The lines to extract begin at the one containing "Could you please pick out the man's hand" and run to the end of the listing; set them down exactly and alone.

----- Extracted records -----

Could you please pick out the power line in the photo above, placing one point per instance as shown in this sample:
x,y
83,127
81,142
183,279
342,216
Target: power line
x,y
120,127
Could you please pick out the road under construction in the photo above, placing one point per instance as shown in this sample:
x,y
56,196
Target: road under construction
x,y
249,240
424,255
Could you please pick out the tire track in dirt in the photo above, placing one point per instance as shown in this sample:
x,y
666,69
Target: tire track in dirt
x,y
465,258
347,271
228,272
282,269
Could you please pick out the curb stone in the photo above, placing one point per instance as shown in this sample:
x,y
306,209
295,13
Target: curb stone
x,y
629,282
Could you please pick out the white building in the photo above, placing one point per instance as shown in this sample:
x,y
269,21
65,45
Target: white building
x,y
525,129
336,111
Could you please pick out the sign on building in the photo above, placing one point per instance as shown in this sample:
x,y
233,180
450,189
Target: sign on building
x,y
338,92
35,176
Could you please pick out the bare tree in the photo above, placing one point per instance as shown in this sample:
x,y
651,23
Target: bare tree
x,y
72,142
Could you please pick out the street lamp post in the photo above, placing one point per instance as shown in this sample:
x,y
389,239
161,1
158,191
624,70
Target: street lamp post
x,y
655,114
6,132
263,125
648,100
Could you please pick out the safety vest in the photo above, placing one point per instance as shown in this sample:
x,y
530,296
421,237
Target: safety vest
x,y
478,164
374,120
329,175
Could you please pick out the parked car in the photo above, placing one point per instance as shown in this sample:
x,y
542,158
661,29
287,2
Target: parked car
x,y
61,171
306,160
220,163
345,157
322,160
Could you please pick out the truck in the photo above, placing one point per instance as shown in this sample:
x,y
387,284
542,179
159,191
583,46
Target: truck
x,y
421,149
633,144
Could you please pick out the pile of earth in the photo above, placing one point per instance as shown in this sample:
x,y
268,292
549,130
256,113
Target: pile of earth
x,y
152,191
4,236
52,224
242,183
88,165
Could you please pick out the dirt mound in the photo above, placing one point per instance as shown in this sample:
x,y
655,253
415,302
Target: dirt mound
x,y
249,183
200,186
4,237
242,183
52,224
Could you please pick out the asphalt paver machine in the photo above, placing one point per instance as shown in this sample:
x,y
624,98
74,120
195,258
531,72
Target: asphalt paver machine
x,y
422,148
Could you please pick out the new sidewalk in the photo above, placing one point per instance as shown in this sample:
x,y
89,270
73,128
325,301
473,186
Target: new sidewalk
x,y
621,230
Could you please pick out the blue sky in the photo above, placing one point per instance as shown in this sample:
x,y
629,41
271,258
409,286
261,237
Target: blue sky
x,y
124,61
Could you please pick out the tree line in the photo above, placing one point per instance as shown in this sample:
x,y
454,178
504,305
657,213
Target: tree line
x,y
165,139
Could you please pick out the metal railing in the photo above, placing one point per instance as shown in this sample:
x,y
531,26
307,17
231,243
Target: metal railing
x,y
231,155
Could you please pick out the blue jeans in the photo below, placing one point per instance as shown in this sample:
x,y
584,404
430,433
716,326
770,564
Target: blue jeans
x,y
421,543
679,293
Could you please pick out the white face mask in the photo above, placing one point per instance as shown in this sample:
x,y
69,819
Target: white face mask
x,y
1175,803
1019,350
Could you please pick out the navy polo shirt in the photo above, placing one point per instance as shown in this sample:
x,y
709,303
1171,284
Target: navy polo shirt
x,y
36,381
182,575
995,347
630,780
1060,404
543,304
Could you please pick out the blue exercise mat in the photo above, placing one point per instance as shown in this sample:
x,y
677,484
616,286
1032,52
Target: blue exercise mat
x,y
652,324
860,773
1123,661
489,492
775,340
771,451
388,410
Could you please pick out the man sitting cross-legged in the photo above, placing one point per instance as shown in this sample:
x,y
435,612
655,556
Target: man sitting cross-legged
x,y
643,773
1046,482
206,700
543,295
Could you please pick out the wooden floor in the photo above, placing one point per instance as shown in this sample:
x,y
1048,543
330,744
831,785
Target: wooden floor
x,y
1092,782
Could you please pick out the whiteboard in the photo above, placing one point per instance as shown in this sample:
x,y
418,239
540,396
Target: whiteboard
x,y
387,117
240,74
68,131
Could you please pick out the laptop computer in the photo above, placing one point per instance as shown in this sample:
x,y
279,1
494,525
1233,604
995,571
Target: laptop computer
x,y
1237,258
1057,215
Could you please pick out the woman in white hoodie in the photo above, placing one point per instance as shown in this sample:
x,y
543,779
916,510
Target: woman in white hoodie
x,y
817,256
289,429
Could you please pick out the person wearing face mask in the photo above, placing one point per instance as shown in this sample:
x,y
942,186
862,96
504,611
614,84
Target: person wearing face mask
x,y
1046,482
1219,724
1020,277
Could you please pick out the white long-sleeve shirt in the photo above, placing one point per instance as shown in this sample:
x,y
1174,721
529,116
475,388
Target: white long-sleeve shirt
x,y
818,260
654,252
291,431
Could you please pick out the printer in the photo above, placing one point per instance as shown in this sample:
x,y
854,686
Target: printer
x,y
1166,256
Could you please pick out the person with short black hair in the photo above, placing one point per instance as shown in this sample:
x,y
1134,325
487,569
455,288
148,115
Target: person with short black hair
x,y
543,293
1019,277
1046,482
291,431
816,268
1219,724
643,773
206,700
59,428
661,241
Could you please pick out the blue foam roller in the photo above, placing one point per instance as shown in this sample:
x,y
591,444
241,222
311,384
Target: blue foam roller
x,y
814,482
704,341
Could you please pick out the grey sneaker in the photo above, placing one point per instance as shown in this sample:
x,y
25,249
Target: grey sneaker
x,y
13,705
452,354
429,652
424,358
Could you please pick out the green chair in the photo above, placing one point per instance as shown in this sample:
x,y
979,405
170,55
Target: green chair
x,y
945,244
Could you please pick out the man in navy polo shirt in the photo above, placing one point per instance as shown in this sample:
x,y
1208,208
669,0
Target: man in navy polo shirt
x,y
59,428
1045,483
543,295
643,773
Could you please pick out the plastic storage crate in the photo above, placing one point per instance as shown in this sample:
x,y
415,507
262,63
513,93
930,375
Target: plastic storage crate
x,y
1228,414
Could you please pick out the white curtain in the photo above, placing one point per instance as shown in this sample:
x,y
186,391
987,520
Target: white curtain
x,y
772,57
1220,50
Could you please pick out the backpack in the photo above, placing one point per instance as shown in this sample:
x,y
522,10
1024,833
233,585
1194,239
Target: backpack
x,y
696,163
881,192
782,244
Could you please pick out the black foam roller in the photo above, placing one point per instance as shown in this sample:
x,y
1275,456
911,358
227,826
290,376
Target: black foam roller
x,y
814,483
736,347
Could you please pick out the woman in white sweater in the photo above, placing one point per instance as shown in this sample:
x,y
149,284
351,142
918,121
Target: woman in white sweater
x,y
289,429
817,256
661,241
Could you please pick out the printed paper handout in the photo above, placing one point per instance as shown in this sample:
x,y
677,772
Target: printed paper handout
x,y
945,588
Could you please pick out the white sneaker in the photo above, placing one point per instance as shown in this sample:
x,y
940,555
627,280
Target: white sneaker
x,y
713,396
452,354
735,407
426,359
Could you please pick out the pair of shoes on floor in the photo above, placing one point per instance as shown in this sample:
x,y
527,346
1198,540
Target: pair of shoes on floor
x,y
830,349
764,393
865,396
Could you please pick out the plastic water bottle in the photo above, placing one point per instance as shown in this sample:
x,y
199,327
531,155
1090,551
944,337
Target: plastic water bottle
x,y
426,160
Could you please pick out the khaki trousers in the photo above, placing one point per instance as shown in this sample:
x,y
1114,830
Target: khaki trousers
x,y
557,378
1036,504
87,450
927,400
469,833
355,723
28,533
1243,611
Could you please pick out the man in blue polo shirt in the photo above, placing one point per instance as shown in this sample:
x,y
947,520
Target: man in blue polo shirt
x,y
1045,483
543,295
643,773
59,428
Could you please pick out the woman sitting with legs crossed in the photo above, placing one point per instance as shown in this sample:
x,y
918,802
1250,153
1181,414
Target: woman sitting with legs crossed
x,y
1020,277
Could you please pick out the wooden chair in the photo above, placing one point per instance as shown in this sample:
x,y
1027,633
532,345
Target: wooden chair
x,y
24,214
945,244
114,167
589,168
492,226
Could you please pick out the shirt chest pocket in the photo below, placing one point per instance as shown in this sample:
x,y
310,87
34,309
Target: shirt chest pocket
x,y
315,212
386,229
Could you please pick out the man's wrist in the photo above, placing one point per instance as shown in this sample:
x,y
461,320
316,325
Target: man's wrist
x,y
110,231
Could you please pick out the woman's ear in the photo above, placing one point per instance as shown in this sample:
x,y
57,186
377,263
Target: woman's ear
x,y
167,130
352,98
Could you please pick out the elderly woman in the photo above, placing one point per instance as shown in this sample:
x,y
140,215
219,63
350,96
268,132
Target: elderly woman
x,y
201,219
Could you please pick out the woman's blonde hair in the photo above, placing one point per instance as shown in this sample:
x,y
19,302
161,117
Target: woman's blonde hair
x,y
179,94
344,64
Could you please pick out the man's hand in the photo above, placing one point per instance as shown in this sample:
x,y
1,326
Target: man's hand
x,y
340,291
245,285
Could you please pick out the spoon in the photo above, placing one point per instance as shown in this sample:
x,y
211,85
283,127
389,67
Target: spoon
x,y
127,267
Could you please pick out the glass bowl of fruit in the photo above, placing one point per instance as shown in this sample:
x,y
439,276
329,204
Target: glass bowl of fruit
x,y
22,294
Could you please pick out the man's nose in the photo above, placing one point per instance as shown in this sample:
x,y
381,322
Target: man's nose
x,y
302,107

-----

[Result below]
Could you please pick out the man's hand in the photo above, placing one point per instance as shown in this sample:
x,y
1,326
Target: man's hand
x,y
340,291
245,285
Could you please pick out the spoon in the photo above, placing one point per instance as shown in this sample:
x,y
211,85
283,127
389,67
Target: spoon
x,y
127,267
Could you please pick out the glass bowl of fruit in the photo above, placing one point per instance as shown in this sample:
x,y
439,276
329,204
Target: glass bowl of fruit
x,y
22,294
Could you please pick out the man's nose in the photo above, placing one point per instance as shown in this sample:
x,y
381,322
Target: man's nose
x,y
302,107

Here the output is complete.